• [TASK BRIEF]: Could you retype the material word for word, from its first line through the line that contains "column 356, row 393", including both of those lines?

§ §

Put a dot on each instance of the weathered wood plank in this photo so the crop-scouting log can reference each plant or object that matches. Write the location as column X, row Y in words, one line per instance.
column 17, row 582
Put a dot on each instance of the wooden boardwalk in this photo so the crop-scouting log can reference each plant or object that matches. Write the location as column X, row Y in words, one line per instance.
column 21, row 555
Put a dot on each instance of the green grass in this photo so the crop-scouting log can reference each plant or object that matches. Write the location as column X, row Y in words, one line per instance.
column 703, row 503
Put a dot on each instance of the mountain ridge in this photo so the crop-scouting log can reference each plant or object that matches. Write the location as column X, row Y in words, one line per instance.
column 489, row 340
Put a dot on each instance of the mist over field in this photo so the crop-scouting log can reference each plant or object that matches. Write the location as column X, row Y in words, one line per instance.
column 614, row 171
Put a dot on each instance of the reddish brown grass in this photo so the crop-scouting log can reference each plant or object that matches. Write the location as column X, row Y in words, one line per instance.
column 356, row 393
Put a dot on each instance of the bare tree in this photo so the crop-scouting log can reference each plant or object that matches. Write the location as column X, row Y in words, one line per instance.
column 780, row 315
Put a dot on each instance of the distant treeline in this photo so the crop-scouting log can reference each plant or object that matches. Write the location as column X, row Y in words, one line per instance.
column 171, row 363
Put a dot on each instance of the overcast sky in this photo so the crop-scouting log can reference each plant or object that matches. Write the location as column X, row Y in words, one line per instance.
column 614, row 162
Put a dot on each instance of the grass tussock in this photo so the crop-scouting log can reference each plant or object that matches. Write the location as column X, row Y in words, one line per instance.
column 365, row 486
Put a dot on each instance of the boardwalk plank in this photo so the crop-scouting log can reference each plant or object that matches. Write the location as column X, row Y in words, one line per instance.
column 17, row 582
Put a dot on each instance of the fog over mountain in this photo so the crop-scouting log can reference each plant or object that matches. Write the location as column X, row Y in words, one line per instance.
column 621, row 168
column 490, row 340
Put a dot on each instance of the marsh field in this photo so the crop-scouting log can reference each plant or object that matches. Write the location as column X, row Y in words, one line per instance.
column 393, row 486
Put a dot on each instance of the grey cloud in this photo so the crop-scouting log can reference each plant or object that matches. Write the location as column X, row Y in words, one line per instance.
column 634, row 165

§ §

• [SOLUTION TO THE EXERCISE]:
Put a dot on each instance of the weathered wood plank in this photo so the crop-scouting log can reference each plant or object that matches. Write the location as column X, row Y in words, one line per instance.
column 17, row 582
Put a dot on each instance of the wooden boardwalk in this photo so the crop-scouting log can reference each plant or object that matches. Write the location as column X, row Y in words, one line per instance.
column 21, row 555
Put a dot on each instance of the green grass in this photo so the crop-scouting log can reference each plant or object that matches. Write the location as column X, row Y in words, one line per instance.
column 703, row 503
Put a dot on each instance of the mountain ridge in this photo so the crop-scouting log can reference each plant or object that matches. Write the location as column X, row Y in words, one line per instance.
column 489, row 340
Put a dot on each instance of the mist over field in this photo so the crop-scouting log can reference each plant or object that matches. Write the location as column X, row Y in words, one line per instance.
column 614, row 171
Put a dot on each instance of the reddish brown grass in this photo so the crop-scouting log can reference each plant or object that matches. Write the location as column X, row Y in words, one line per instance.
column 356, row 393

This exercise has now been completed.